TASK TO COMPLETE: When a line of the records contains "striped", copy it.
━━━━━━━━━━
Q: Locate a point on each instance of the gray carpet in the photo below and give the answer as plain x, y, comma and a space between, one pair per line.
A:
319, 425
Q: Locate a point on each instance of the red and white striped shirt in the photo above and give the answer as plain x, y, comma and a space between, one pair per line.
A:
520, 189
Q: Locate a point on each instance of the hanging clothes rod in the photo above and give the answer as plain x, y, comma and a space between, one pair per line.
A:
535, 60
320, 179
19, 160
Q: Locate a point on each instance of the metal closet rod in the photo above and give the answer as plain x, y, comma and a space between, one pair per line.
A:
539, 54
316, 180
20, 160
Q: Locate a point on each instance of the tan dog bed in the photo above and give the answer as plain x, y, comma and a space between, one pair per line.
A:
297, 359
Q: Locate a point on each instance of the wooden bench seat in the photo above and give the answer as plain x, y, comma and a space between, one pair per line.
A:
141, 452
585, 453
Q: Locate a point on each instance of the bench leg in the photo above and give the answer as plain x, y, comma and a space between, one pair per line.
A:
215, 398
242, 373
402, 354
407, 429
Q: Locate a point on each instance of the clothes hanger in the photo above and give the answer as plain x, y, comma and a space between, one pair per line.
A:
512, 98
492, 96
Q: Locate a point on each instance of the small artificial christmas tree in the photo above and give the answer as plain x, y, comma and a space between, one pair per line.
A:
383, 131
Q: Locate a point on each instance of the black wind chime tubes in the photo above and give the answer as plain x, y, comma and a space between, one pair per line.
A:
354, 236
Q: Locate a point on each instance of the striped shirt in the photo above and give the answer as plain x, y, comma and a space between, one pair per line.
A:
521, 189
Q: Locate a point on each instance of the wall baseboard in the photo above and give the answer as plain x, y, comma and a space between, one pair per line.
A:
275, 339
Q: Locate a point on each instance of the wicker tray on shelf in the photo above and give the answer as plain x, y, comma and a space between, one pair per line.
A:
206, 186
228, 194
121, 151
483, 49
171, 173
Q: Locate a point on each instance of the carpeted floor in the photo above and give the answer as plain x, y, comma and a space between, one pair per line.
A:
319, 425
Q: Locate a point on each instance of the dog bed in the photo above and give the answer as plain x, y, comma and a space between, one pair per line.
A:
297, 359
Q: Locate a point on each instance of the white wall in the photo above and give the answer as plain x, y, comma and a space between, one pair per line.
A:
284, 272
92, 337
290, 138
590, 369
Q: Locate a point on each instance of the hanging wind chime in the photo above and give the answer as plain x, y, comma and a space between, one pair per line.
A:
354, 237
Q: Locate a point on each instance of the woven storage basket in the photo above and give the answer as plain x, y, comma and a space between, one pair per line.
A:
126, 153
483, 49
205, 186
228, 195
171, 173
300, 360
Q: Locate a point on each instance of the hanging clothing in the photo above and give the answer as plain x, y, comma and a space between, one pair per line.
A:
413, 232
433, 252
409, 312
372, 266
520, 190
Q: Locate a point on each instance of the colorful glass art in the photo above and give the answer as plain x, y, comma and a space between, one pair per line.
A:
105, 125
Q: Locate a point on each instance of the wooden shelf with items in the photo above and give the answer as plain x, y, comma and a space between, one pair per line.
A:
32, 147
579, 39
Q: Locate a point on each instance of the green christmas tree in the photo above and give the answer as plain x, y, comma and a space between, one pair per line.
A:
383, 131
━━━━━━━━━━
ANSWER TO THE PROBLEM:
Q: Locate a point on each instance of the red and white striped shirt in the photo above and give the answer as plain x, y, comma and a space between, one pair per line.
Q: Locate a point on each instance of the striped shirt in the photo above and give the answer as plain x, y, comma and a space between, one pair per line.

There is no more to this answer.